=== Input records ===

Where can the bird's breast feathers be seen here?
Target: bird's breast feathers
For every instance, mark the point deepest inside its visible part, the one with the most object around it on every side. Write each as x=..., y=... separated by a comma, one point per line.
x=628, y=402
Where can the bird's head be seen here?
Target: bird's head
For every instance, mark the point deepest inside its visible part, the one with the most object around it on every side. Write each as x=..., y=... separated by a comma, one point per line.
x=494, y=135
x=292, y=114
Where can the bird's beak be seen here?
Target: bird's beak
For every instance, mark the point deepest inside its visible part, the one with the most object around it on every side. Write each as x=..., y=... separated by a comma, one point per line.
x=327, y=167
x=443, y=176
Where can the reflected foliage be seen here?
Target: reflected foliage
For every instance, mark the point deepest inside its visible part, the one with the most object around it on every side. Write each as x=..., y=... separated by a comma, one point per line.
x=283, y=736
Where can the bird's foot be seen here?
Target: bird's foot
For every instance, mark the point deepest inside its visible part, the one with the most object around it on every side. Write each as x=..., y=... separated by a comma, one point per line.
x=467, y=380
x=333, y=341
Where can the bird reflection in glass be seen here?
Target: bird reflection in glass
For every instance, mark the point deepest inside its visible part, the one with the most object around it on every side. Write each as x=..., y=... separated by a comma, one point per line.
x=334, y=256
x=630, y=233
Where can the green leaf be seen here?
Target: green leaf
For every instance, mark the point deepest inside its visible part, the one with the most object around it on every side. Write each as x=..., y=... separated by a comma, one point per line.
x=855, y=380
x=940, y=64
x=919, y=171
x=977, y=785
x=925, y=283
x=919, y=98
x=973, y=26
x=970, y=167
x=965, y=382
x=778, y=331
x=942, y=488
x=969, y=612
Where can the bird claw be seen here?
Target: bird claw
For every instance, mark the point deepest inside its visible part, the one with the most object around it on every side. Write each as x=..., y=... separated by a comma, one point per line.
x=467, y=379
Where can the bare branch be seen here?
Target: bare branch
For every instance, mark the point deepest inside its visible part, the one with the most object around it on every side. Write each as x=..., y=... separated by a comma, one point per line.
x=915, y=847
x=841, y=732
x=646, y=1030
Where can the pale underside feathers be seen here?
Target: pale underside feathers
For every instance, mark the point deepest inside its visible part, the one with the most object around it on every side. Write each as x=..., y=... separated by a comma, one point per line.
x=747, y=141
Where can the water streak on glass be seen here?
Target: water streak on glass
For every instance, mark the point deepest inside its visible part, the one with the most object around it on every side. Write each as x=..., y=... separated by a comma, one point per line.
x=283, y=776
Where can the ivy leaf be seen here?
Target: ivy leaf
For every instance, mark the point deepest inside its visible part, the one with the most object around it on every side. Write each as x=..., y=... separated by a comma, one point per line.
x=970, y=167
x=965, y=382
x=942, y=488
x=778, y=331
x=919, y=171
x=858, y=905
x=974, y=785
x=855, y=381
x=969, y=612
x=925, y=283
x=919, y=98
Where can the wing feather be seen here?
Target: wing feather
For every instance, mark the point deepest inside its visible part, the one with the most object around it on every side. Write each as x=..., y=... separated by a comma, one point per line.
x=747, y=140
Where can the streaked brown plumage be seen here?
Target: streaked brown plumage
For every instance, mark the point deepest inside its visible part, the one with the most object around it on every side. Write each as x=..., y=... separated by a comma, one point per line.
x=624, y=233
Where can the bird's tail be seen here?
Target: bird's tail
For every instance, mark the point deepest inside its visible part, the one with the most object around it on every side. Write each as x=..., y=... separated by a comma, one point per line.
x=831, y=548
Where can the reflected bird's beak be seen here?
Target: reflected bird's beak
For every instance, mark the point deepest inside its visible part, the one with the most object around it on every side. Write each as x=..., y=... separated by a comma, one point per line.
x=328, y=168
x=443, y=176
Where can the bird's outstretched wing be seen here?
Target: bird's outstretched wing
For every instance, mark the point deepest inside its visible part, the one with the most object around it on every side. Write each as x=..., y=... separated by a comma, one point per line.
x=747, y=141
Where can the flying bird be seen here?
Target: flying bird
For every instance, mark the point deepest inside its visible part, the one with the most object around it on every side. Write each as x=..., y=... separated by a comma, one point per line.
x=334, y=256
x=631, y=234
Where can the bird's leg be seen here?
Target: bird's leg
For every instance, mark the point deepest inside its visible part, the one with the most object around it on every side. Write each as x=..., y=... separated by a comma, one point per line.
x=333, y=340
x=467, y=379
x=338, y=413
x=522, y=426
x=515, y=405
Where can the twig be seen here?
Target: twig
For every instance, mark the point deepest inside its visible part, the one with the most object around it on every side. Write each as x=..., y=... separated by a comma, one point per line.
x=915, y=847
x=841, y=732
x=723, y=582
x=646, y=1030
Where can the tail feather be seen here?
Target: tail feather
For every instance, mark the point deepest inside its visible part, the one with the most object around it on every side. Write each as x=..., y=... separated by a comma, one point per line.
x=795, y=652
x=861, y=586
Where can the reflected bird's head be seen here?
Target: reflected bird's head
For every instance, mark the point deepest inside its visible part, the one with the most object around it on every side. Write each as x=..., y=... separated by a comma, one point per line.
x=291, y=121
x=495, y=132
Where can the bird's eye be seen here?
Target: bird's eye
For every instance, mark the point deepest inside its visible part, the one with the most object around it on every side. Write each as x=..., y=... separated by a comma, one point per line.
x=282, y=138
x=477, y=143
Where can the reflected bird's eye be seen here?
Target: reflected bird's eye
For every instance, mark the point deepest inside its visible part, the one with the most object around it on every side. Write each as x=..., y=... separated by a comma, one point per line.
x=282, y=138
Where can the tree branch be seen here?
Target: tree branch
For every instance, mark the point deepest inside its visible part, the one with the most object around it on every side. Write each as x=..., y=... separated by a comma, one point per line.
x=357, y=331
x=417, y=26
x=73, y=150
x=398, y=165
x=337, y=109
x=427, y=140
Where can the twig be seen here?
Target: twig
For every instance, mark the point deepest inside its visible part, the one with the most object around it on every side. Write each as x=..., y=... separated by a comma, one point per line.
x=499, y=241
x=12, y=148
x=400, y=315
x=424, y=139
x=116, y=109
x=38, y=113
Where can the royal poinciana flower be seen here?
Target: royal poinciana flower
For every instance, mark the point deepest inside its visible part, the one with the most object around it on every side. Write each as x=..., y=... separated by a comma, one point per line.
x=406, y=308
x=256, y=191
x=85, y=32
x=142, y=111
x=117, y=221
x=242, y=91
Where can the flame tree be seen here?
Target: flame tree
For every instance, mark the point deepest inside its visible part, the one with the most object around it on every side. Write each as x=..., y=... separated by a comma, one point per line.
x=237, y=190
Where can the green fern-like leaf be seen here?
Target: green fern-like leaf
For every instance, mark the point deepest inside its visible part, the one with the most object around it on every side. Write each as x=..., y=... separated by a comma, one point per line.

===

## [Stated goal]
Lay out every line of the material above as a Markdown table with the columns No. and Text, numbering the rows and skipping blank lines.

## [In response]
| No. | Text |
|---|---|
| 1 | Where can the bird's breast feathers be seen here? |
| 2 | Target: bird's breast feathers |
| 3 | For every instance, mark the point deepest inside its visible part, the one with the most object around it on every side. Write each as x=..., y=... separated by a comma, one point per line. |
| 4 | x=628, y=402 |
| 5 | Where can the bird's head be seen here? |
| 6 | Target: bird's head |
| 7 | For every instance, mark the point deepest inside its visible part, the one with the most object around it on every side. Write each as x=..., y=... separated by a comma, one point per line. |
| 8 | x=494, y=135 |
| 9 | x=292, y=114 |
| 10 | Where can the bird's beak be seen here? |
| 11 | Target: bird's beak |
| 12 | For every instance, mark the point deepest inside its visible part, the one with the most object around it on every side. Write each as x=..., y=... separated by a comma, one point per line. |
| 13 | x=327, y=167 |
| 14 | x=443, y=176 |
| 15 | Where can the reflected foliage be seen here? |
| 16 | Target: reflected foliage |
| 17 | For every instance, mark the point deepest inside its visible part, the one with the most object around it on every side. Write each as x=..., y=... separated by a comma, one point per line. |
| 18 | x=283, y=736 |
| 19 | Where can the bird's foot be seen here? |
| 20 | Target: bird's foot |
| 21 | For every instance, mark the point deepest inside its visible part, the one with the most object around it on every side. Write each as x=..., y=... separated by a comma, one point per line. |
| 22 | x=467, y=380 |
| 23 | x=333, y=341 |
| 24 | Where can the bird reflection in glass be seen here? |
| 25 | Target: bird reflection in glass |
| 26 | For every instance, mark the point deepest inside its visible part, the one with the most object around it on every side. Write each as x=..., y=... separated by a comma, one point per line. |
| 27 | x=334, y=256 |
| 28 | x=630, y=233 |
| 29 | Where can the green leaf be seen here? |
| 30 | Target: green leaf |
| 31 | For every instance, mark the point deepest inside its visible part, the one with the most object around it on every side. Write each as x=..., y=... separated by a comma, one point per line. |
| 32 | x=855, y=380 |
| 33 | x=940, y=64 |
| 34 | x=919, y=171 |
| 35 | x=977, y=785 |
| 36 | x=925, y=283 |
| 37 | x=919, y=98 |
| 38 | x=973, y=26 |
| 39 | x=970, y=167 |
| 40 | x=965, y=382 |
| 41 | x=778, y=331 |
| 42 | x=942, y=488 |
| 43 | x=969, y=612 |
| 44 | Where can the bird claw be seen here? |
| 45 | Target: bird claw |
| 46 | For every instance, mark the point deepest inside its visible part, the one with the most object around it on every side. Write each as x=..., y=... separated by a comma, one point per line. |
| 47 | x=467, y=379 |
| 48 | Where can the bare branch be seen here? |
| 49 | Target: bare branch |
| 50 | For every instance, mark the point deepest inside its visible part, the one with the most object around it on every side. Write each as x=..., y=... separated by a comma, one point per line. |
| 51 | x=915, y=847 |
| 52 | x=841, y=732 |
| 53 | x=646, y=1030 |
| 54 | Where can the pale underside feathers be seen here? |
| 55 | Target: pale underside feathers |
| 56 | For every instance, mark the point deepest inside its visible part, the one with the most object around it on every side. Write each as x=..., y=... separated by a comma, one point per line. |
| 57 | x=747, y=141 |
| 58 | Where can the water streak on glass be seen here? |
| 59 | Target: water streak on glass |
| 60 | For every instance, mark the point deepest inside its visible part, the one with the most object around it on every side. Write each as x=..., y=... separated by a comma, one point per line. |
| 61 | x=283, y=776 |
| 62 | Where can the ivy leaf be seen here? |
| 63 | Target: ivy leaf |
| 64 | For every instance, mark the point deepest inside its visible part, the one with the most object around it on every side. Write each as x=..., y=... separated by a comma, one point per line. |
| 65 | x=970, y=167 |
| 66 | x=965, y=382 |
| 67 | x=942, y=488 |
| 68 | x=778, y=331 |
| 69 | x=919, y=171 |
| 70 | x=858, y=905 |
| 71 | x=974, y=785 |
| 72 | x=855, y=381 |
| 73 | x=969, y=612 |
| 74 | x=925, y=283 |
| 75 | x=919, y=98 |
| 76 | Where can the wing feather be seen here? |
| 77 | Target: wing feather |
| 78 | For every instance, mark the point deepest inside its visible part, the one with the most object around it on every side. Write each as x=..., y=... separated by a comma, one point per line. |
| 79 | x=747, y=140 |
| 80 | Where can the streaked brown plumage be seen here? |
| 81 | Target: streaked brown plumage |
| 82 | For every instance, mark the point deepest inside its visible part, the one with the most object around it on every side. Write each as x=..., y=... separated by a comma, one point per line. |
| 83 | x=624, y=233 |
| 84 | Where can the bird's tail be seen here? |
| 85 | Target: bird's tail |
| 86 | For every instance, mark the point deepest inside its visible part, the one with the most object around it on every side. Write each as x=..., y=... separated by a comma, one point per line. |
| 87 | x=831, y=548 |
| 88 | Where can the reflected bird's beak be seen here? |
| 89 | Target: reflected bird's beak |
| 90 | For every instance, mark the point deepest inside its visible part, the one with the most object around it on every side. Write each as x=..., y=... separated by a comma, one point per line. |
| 91 | x=328, y=168 |
| 92 | x=443, y=176 |
| 93 | Where can the bird's outstretched wing be seen here? |
| 94 | Target: bird's outstretched wing |
| 95 | For every instance, mark the point deepest inside its visible part, the one with the most object around it on every side. Write each as x=..., y=... separated by a comma, one point per line. |
| 96 | x=747, y=141 |
| 97 | Where can the flying bird be seen here? |
| 98 | Target: flying bird |
| 99 | For every instance, mark the point deepest inside its visible part, the one with the most object around it on every side. Write each as x=..., y=... separated by a comma, one point per line. |
| 100 | x=334, y=256 |
| 101 | x=631, y=234 |
| 102 | Where can the bird's leg be seen here? |
| 103 | Target: bird's leg |
| 104 | For every instance, mark the point deepest inside its visible part, the one with the most object around it on every side. Write each as x=..., y=... separated by a comma, one point per line. |
| 105 | x=333, y=340 |
| 106 | x=467, y=379 |
| 107 | x=338, y=413 |
| 108 | x=522, y=426 |
| 109 | x=515, y=405 |
| 110 | Where can the twig be seen here? |
| 111 | Target: twig |
| 112 | For every instance, mark the point deepest inside its visible part, the one with the most object around it on every side. Write each as x=..., y=... separated by a comma, one point per line. |
| 113 | x=915, y=847 |
| 114 | x=841, y=732 |
| 115 | x=723, y=582 |
| 116 | x=646, y=1030 |
| 117 | Where can the tail feather be seen here? |
| 118 | Target: tail feather |
| 119 | For every instance, mark the point deepest inside its visible part, the one with the most object around it on every side. Write each as x=..., y=... separated by a comma, one point per line. |
| 120 | x=795, y=652 |
| 121 | x=861, y=586 |
| 122 | Where can the reflected bird's head be seen here? |
| 123 | Target: reflected bird's head |
| 124 | For every instance, mark the point deepest inside its visible part, the one with the most object around it on every side. Write each as x=..., y=... separated by a comma, one point per line. |
| 125 | x=291, y=121 |
| 126 | x=495, y=132 |
| 127 | Where can the bird's eye be seen here? |
| 128 | Target: bird's eye |
| 129 | For every instance, mark the point deepest inside its visible part, the one with the most object around it on every side. Write each as x=..., y=... separated by a comma, one point per line. |
| 130 | x=282, y=138 |
| 131 | x=477, y=143 |
| 132 | Where can the reflected bird's eye be seen here? |
| 133 | Target: reflected bird's eye |
| 134 | For every instance, mark the point deepest inside its visible part, the one with the most object around it on every side. Write each as x=..., y=... separated by a comma, one point per line. |
| 135 | x=282, y=138 |
| 136 | Where can the tree branch be seen here? |
| 137 | Target: tree branch |
| 138 | For every instance, mark the point deepest inside its visible part, the one with the most object around it on every side. Write each as x=..., y=... separated by a comma, one point per line. |
| 139 | x=357, y=331 |
| 140 | x=417, y=26 |
| 141 | x=73, y=150 |
| 142 | x=398, y=165 |
| 143 | x=337, y=109 |
| 144 | x=427, y=140 |
| 145 | Where can the twig be seen here? |
| 146 | Target: twig |
| 147 | For every instance, mark the point deepest inside its visible part, the one with the most object around it on every side. Write each as x=..., y=... separated by a comma, one point per line. |
| 148 | x=499, y=241 |
| 149 | x=12, y=148 |
| 150 | x=400, y=315 |
| 151 | x=424, y=139 |
| 152 | x=116, y=109 |
| 153 | x=38, y=113 |
| 154 | Where can the royal poinciana flower be seen here? |
| 155 | Target: royal poinciana flower |
| 156 | For every instance, mark the point deepest inside its visible part, the one with the most object around it on every side. Write each as x=..., y=... separated by a comma, one point per line. |
| 157 | x=406, y=308 |
| 158 | x=256, y=191 |
| 159 | x=85, y=32 |
| 160 | x=142, y=111 |
| 161 | x=117, y=221 |
| 162 | x=242, y=91 |
| 163 | Where can the flame tree be seen here? |
| 164 | Target: flame tree |
| 165 | For every instance, mark the point deepest inside its visible part, the one with the most object around it on every side. Write each as x=..., y=... separated by a comma, one point per line. |
| 166 | x=237, y=190 |
| 167 | Where can the green fern-like leaf be seen here? |
| 168 | Target: green fern-like leaf |
| 169 | For every instance, mark the point deepest inside its visible part, the one with the most object around it on every side. Write each as x=..., y=... separated by a comma, one point per line. |